▸ **Written exercise**
Which lines in the data below contain the string "banner"? Pick out each of them and copy it.

Entries for pointing and labeling:

——————————

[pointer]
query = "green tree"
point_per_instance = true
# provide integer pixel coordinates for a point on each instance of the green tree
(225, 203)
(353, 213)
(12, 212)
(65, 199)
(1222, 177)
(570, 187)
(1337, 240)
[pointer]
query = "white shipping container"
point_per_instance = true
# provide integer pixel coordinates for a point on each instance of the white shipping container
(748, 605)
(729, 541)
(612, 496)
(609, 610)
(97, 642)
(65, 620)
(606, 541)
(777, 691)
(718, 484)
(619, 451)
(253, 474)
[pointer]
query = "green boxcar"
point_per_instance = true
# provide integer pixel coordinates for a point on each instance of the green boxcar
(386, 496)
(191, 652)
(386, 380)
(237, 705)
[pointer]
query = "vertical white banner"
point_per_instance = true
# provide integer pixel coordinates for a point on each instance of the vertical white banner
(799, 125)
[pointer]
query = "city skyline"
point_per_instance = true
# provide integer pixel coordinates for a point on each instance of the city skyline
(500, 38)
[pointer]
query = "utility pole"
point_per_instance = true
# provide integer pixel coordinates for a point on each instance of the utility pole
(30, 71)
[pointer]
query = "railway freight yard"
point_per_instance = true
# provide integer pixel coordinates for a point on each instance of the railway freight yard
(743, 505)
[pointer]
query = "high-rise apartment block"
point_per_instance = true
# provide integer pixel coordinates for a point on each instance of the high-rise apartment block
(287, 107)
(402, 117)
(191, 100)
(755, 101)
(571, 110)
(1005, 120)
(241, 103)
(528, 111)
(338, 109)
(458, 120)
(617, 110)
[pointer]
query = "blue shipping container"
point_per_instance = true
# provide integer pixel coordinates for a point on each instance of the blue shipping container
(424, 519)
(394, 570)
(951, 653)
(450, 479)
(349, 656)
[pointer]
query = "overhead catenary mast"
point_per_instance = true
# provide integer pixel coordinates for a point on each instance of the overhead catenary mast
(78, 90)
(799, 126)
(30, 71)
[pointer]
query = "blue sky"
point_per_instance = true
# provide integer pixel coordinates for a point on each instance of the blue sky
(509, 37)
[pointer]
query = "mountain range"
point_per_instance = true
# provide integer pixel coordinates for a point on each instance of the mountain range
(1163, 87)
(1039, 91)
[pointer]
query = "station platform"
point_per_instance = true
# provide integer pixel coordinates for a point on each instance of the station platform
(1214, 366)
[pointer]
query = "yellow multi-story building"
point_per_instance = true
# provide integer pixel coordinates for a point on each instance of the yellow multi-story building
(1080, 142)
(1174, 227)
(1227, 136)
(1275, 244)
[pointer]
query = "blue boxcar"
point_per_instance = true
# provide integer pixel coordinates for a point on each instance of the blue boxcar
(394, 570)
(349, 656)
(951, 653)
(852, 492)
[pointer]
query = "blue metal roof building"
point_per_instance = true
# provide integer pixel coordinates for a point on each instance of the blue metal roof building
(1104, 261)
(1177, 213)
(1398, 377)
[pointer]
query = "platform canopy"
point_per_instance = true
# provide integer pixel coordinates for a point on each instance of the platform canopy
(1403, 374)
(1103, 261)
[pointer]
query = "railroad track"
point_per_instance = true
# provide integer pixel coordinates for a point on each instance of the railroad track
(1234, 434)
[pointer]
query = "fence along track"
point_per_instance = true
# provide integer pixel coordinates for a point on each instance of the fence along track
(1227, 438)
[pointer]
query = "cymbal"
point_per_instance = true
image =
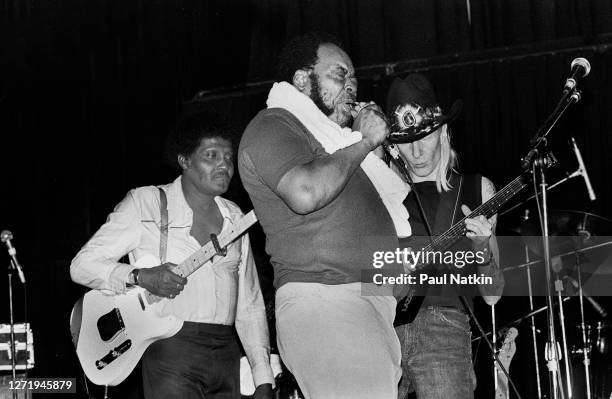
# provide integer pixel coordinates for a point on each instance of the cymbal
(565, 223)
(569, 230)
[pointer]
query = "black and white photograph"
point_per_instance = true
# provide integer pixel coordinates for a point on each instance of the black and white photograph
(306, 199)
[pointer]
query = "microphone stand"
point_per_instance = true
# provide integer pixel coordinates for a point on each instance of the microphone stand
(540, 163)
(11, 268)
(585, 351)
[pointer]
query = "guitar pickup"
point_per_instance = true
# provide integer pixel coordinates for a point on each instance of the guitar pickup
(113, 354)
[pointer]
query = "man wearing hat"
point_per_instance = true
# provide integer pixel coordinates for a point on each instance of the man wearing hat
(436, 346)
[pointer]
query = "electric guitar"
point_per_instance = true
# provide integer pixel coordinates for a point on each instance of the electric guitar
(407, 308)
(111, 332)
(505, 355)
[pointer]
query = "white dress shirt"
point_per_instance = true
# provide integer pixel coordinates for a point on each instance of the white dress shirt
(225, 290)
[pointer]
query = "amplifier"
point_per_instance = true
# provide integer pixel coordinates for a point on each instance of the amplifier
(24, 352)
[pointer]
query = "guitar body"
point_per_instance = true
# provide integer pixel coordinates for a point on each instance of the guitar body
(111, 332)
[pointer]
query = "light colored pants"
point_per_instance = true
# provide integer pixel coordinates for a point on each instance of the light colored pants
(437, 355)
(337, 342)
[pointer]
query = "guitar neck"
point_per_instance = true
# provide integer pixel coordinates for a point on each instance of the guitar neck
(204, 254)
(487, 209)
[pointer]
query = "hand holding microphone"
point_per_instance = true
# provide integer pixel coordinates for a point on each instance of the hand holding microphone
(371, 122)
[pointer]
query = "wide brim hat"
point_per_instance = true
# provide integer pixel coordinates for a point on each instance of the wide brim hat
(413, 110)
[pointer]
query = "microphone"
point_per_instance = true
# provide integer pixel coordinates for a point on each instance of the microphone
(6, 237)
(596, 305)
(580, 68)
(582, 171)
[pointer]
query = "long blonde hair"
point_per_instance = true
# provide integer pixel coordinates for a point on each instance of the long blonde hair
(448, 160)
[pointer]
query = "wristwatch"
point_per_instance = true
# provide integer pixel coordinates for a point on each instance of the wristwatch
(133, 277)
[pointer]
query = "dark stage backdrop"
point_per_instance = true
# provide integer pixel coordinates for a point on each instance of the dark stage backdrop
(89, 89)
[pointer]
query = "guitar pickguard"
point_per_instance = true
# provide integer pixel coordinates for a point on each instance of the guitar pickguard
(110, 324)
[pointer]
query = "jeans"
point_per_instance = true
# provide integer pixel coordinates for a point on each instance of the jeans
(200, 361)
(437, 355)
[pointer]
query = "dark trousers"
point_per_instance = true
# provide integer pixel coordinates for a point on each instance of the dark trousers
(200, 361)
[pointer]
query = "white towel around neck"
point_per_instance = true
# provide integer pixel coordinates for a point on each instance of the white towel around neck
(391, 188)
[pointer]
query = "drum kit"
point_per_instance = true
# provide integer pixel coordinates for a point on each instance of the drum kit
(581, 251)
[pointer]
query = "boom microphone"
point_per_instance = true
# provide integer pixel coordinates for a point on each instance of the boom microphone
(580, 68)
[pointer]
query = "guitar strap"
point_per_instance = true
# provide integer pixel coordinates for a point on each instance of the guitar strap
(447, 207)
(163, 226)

——————————

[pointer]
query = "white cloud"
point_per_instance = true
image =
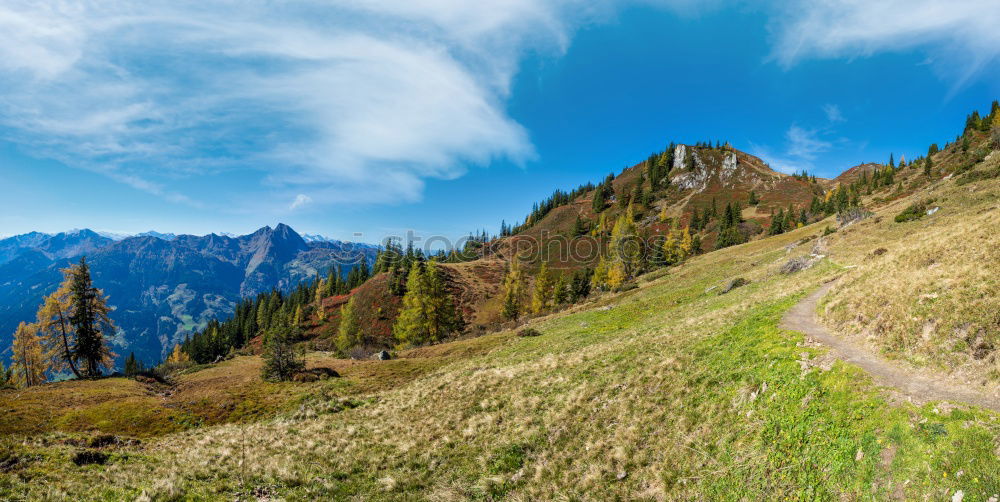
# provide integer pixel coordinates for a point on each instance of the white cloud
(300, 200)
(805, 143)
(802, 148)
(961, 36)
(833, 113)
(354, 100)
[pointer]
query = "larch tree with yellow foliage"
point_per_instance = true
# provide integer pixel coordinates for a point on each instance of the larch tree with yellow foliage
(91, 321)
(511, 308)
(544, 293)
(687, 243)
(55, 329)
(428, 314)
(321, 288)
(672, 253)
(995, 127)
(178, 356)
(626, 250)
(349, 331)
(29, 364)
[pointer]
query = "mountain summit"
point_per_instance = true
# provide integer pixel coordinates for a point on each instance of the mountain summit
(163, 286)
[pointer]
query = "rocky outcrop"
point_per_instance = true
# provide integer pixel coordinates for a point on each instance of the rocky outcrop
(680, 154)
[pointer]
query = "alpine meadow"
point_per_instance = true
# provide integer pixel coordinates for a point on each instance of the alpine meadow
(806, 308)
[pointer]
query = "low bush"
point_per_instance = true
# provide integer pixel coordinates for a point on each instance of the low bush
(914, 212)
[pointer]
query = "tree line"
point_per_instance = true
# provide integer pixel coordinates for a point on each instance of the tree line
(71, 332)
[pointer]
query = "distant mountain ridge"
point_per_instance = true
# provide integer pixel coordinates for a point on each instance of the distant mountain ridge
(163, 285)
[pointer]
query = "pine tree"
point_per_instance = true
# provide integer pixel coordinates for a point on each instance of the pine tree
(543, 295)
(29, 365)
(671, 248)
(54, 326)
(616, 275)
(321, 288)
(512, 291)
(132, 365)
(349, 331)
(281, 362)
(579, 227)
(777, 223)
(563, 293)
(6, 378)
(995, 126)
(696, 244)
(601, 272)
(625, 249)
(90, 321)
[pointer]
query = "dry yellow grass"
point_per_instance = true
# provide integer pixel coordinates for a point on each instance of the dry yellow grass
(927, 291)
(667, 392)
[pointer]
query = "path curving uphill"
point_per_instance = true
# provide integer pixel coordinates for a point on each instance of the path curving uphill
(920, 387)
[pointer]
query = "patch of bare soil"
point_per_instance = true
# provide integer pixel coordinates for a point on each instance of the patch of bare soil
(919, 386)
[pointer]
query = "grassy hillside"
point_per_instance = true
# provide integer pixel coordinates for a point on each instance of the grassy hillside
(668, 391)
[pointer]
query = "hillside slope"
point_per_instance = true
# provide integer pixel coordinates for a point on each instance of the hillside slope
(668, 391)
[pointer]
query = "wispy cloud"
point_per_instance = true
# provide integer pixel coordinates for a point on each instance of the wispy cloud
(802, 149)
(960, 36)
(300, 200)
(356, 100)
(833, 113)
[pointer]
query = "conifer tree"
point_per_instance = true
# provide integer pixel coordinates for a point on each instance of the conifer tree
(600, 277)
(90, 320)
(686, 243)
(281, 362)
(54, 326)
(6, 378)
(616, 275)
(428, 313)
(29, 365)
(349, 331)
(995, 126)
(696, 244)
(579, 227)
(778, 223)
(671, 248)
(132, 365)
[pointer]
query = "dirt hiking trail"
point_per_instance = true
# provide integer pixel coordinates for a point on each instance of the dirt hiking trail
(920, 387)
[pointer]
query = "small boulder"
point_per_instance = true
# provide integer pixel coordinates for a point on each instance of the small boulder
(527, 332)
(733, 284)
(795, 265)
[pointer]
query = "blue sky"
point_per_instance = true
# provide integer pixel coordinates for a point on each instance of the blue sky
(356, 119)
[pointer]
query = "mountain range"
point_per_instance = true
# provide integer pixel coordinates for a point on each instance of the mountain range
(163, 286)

——————————

▸ **Task response**
query = "vertical white banner"
# provide integer pixel coordinates for a point on each instance of the vertical white banner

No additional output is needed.